- Yönergeler
[A] Aşağıdaki Adil Bilikî metnini baştan sona, hiçbir değişiklik yapmadan yeniden yazın.
[B] Aşağıdaki kayıtlarda "white" kelimesini içeren her satırı bulup kopyalayın. Büyük ve küçük harf ayrımı dikkate alınmalıdır.

::: Metin Parçası :::

Botan dağlarının sembol komutanı: Adil Bilikî

Onun bağlılığı, kararlılığı ve tüm bu özellikleri gerilla pratiğine dönüştürme gücü, Önderlik tarafından şöyle tanımlanmıştı: “Şekil olarak Adil, ancak özünde yürüyen bir önderliktir.”

ADIL BILIKÎ

Adil Bilikî’nin düşmana karşı geliştirdiği saldırı ve savunma taktikleri, herkesin takdirini kazandı. Düşman dağlarda ararken, helikopter, uçaklar ve tanklar operasyon hazırlığı yaparken, Adil Bilikî en beklenmedik bir alanda, ovada düşman birliklerine karşı saldırıya geçerdi.

::: Verilen Kayıtlar :::

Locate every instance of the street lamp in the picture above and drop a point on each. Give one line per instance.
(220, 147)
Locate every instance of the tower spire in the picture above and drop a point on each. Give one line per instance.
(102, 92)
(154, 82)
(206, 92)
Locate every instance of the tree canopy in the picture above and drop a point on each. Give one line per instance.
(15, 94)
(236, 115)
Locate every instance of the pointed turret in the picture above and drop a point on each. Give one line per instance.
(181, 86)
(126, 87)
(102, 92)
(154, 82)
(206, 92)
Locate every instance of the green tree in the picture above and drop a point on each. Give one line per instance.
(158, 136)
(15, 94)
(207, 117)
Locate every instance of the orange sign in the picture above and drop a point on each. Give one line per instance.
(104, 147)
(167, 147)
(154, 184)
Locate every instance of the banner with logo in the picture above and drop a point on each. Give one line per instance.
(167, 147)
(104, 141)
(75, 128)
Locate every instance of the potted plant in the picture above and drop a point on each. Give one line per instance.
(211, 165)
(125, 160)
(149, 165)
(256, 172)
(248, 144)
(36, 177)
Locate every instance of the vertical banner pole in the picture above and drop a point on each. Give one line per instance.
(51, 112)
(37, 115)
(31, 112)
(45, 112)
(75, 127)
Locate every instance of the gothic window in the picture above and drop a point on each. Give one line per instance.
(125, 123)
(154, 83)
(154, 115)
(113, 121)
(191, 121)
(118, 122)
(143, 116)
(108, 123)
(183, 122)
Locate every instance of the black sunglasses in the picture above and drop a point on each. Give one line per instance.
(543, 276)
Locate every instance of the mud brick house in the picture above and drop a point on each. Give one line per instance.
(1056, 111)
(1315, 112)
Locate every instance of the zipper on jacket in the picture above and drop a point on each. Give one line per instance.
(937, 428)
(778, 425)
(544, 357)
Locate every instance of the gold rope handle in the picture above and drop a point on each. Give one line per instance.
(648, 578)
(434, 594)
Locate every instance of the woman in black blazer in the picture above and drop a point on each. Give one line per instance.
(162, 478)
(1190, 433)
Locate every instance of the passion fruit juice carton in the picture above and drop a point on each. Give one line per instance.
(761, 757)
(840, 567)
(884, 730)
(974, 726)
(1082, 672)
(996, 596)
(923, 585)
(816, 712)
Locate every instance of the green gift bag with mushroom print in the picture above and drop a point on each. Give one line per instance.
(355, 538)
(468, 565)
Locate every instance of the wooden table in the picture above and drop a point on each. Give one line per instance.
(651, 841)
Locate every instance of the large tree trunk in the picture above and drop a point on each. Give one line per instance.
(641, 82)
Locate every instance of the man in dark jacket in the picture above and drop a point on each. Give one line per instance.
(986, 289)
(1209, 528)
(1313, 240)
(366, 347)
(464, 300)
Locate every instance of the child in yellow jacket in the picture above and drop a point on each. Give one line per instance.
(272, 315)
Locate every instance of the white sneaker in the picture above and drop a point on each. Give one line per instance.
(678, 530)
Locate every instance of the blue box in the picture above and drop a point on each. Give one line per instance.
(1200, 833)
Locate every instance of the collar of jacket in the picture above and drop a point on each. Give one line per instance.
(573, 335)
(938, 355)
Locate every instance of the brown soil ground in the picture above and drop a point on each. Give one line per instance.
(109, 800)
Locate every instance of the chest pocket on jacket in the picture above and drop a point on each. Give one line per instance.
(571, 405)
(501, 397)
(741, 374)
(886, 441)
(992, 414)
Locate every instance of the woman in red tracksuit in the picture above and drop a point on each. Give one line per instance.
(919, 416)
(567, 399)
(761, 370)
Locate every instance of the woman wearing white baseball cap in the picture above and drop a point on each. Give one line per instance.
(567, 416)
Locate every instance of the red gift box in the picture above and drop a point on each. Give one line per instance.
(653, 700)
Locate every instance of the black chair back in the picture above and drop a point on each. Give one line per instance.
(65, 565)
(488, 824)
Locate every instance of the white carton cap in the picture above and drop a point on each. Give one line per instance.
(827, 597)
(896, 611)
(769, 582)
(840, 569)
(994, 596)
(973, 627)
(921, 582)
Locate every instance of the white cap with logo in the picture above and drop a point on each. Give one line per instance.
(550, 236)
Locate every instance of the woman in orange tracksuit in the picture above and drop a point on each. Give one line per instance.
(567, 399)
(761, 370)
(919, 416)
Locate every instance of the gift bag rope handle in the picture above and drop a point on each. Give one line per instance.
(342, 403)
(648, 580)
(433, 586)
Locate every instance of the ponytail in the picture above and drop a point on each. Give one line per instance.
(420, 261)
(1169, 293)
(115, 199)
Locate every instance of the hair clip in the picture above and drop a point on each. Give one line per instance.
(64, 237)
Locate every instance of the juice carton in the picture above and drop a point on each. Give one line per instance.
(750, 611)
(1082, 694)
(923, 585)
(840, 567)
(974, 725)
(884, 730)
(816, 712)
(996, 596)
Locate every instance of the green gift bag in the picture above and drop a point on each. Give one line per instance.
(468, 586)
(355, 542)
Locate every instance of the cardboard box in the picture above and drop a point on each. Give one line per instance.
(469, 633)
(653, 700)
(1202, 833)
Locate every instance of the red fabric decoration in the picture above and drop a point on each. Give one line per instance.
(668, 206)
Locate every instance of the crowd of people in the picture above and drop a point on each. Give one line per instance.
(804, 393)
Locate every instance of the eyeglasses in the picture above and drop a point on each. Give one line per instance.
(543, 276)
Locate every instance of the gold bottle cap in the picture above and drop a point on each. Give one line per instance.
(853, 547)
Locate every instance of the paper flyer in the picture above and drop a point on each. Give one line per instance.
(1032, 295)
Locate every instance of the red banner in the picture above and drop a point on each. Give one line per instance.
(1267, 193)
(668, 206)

:::

- Görev Yanıtları
[A]
Botan dağlarının sembol komutanı: Adil Bilikî

Onun bağlılığı, kararlılığı ve tüm bu özellikleri gerilla pratiğine dönüştürme gücü, Önderlik tarafından şöyle tanımlanmıştı: “Şekil olarak Adil, ancak özünde yürüyen bir önderliktir.”

ADIL BILIKÎ

Adil Bilikî’nin düşmana karşı geliştirdiği saldırı ve savunma taktikleri, herkesin takdirini kazandı. Düşman dağlarda ararken, helikopter, uçaklar ve tanklar operasyon hazırlığı yaparken, Adil Bilikî en beklenmedik bir alanda, ovada düşman birliklerine karşı saldırıya geçerdi.

[B]
Locate every instance of the white sneaker in the picture above and drop a point on each. Give one line per instance.
Locate every instance of the woman wearing white baseball cap in the picture above and drop a point on each. Give one line per instance.
Locate every instance of the white carton cap in the picture above and drop a point on each. Give one line per instance.
Locate every instance of the white cap with logo in the picture above and drop a point on each. Give one line per instance.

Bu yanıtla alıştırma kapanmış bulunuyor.